- Prompt
Count the lines in the data below that contain the string "lamp", where case counts, and reply with that number alone.

- Data for processing
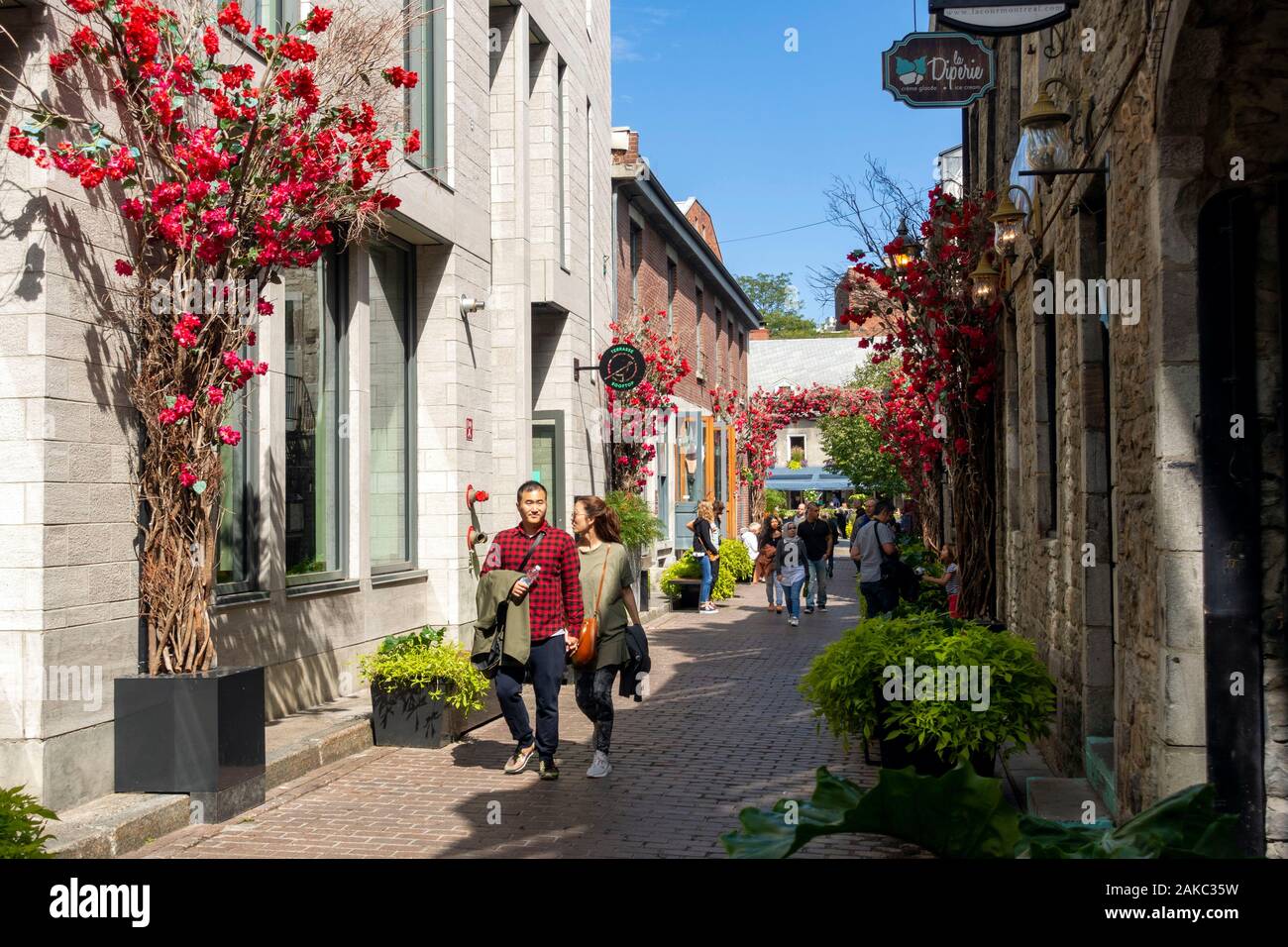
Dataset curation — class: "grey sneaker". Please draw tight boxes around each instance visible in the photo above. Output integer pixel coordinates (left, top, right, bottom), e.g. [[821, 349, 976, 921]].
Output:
[[505, 743, 537, 776], [587, 750, 613, 780]]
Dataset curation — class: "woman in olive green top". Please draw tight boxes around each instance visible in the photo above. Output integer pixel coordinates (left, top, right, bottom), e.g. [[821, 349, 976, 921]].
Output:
[[572, 496, 640, 780]]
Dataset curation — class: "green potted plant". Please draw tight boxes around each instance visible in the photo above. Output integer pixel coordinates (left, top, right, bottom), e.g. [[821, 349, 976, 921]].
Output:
[[0, 786, 58, 860], [358, 626, 499, 749], [800, 612, 1055, 775], [604, 489, 666, 612]]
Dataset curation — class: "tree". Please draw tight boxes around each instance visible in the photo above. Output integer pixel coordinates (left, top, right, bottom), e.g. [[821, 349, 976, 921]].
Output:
[[818, 362, 909, 496], [738, 273, 819, 339]]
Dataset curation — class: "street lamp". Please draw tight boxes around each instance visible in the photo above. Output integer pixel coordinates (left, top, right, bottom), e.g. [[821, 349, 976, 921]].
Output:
[[970, 250, 1001, 305], [988, 184, 1033, 259]]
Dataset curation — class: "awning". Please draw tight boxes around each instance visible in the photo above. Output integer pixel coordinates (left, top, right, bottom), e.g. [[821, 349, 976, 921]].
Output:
[[765, 467, 854, 492]]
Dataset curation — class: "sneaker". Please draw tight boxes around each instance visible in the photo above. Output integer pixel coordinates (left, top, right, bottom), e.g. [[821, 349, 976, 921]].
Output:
[[505, 743, 537, 776]]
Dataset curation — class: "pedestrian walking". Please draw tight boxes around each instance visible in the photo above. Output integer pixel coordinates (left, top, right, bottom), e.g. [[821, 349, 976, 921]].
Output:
[[480, 480, 584, 780], [572, 496, 644, 780], [774, 519, 806, 627], [857, 501, 899, 618], [921, 543, 961, 618], [796, 502, 832, 614], [693, 500, 720, 614], [756, 515, 785, 614]]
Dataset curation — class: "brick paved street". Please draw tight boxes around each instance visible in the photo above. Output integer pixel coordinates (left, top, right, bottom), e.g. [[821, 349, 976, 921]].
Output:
[[134, 575, 917, 858]]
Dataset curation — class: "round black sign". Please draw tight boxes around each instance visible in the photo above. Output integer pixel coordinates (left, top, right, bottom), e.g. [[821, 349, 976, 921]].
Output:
[[599, 343, 644, 391]]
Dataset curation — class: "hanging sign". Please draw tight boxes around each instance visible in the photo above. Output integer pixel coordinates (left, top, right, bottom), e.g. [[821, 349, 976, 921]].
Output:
[[881, 34, 995, 108], [930, 0, 1079, 36], [599, 343, 647, 391]]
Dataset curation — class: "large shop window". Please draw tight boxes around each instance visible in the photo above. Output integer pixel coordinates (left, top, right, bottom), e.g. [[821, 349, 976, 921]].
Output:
[[369, 244, 415, 574], [403, 0, 447, 180], [215, 351, 259, 595], [283, 250, 349, 585]]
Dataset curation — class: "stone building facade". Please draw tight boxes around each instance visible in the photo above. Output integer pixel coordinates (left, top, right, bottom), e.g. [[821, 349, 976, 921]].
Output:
[[0, 0, 614, 809], [963, 0, 1288, 857], [613, 128, 760, 565]]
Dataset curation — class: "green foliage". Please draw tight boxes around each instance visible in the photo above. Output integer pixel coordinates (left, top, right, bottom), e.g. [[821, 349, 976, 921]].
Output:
[[604, 489, 666, 550], [818, 361, 909, 504], [658, 552, 702, 598], [358, 626, 488, 712], [800, 612, 1055, 763], [720, 539, 756, 582], [720, 760, 1239, 858], [0, 786, 58, 858], [738, 273, 820, 339], [660, 549, 747, 601]]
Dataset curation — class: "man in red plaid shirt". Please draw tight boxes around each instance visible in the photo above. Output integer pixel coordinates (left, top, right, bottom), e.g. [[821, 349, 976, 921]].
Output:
[[481, 480, 583, 780]]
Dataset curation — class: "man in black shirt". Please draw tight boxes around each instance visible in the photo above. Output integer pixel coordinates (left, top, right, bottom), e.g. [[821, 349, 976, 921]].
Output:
[[796, 502, 832, 614]]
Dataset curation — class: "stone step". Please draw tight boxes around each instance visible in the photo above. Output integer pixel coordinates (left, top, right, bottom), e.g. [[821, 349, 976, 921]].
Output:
[[1025, 776, 1113, 828]]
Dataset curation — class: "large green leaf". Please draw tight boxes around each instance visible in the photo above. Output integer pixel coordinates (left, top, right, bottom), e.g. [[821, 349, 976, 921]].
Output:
[[721, 763, 1019, 858]]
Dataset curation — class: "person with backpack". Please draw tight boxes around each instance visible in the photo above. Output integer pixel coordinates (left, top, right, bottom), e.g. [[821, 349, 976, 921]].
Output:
[[774, 519, 812, 627], [851, 500, 899, 618]]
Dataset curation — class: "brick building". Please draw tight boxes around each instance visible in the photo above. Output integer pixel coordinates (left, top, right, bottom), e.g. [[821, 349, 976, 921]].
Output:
[[613, 128, 760, 563], [963, 0, 1288, 857], [0, 0, 613, 809]]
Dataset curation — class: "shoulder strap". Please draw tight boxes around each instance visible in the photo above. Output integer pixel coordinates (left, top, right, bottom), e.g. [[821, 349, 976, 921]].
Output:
[[595, 543, 613, 614], [515, 532, 546, 573]]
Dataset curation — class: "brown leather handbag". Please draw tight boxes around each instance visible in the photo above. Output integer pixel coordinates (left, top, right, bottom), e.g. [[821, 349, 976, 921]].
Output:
[[572, 549, 612, 669]]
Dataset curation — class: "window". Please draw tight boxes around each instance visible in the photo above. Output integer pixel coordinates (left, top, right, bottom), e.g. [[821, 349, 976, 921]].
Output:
[[666, 258, 680, 336], [787, 436, 806, 467], [369, 244, 415, 575], [403, 0, 447, 179], [693, 283, 705, 381], [215, 352, 259, 594], [283, 256, 349, 585], [631, 220, 644, 313], [712, 305, 724, 385], [555, 59, 568, 269]]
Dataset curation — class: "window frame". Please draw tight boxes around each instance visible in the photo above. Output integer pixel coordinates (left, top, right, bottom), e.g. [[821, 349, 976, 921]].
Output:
[[368, 233, 417, 578], [282, 249, 352, 590], [215, 348, 262, 594]]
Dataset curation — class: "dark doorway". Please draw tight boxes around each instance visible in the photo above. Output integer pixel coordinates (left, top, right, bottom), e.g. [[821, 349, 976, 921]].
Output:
[[1198, 189, 1265, 856]]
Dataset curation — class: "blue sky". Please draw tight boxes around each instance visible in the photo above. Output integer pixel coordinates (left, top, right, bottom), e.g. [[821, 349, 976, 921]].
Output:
[[612, 0, 961, 320]]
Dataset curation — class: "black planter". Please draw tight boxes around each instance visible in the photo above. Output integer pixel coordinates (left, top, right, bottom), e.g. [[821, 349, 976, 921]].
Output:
[[881, 737, 997, 779], [115, 668, 265, 822], [371, 684, 501, 750]]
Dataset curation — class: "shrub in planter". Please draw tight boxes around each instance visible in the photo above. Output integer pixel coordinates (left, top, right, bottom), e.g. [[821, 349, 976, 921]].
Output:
[[720, 539, 756, 582], [358, 627, 489, 747], [604, 489, 666, 553], [0, 786, 58, 858], [800, 612, 1055, 771]]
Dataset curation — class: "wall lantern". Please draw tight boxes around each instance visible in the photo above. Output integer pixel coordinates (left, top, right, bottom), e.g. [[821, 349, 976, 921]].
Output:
[[885, 218, 922, 269], [988, 184, 1033, 259], [970, 250, 1001, 307]]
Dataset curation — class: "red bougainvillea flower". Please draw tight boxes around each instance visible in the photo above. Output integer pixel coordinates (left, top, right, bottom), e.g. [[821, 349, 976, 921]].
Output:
[[304, 7, 334, 34], [380, 65, 420, 89]]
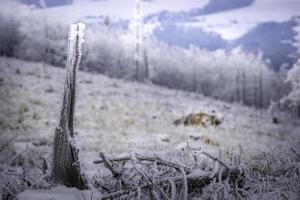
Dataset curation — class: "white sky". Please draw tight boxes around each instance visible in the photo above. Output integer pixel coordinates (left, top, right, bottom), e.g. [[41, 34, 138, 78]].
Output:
[[41, 0, 300, 40], [187, 0, 300, 40]]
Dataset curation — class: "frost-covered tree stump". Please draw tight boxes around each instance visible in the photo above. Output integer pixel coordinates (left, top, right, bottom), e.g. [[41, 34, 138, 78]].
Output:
[[52, 23, 87, 189]]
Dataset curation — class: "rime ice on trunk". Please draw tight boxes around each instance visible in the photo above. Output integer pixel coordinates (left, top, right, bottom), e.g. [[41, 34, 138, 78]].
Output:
[[52, 23, 87, 189]]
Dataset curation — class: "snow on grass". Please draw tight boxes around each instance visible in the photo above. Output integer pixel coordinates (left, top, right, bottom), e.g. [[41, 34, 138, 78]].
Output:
[[0, 57, 300, 198]]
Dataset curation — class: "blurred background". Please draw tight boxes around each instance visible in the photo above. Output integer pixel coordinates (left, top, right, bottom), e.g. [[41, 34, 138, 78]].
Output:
[[0, 0, 300, 115]]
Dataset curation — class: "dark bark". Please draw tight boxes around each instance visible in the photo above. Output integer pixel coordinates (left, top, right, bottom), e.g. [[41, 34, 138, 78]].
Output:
[[52, 25, 87, 189]]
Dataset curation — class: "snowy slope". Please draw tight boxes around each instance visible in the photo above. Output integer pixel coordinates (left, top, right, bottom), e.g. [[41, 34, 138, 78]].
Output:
[[0, 57, 300, 178]]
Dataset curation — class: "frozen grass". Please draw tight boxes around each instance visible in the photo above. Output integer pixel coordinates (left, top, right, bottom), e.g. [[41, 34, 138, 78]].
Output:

- Reply
1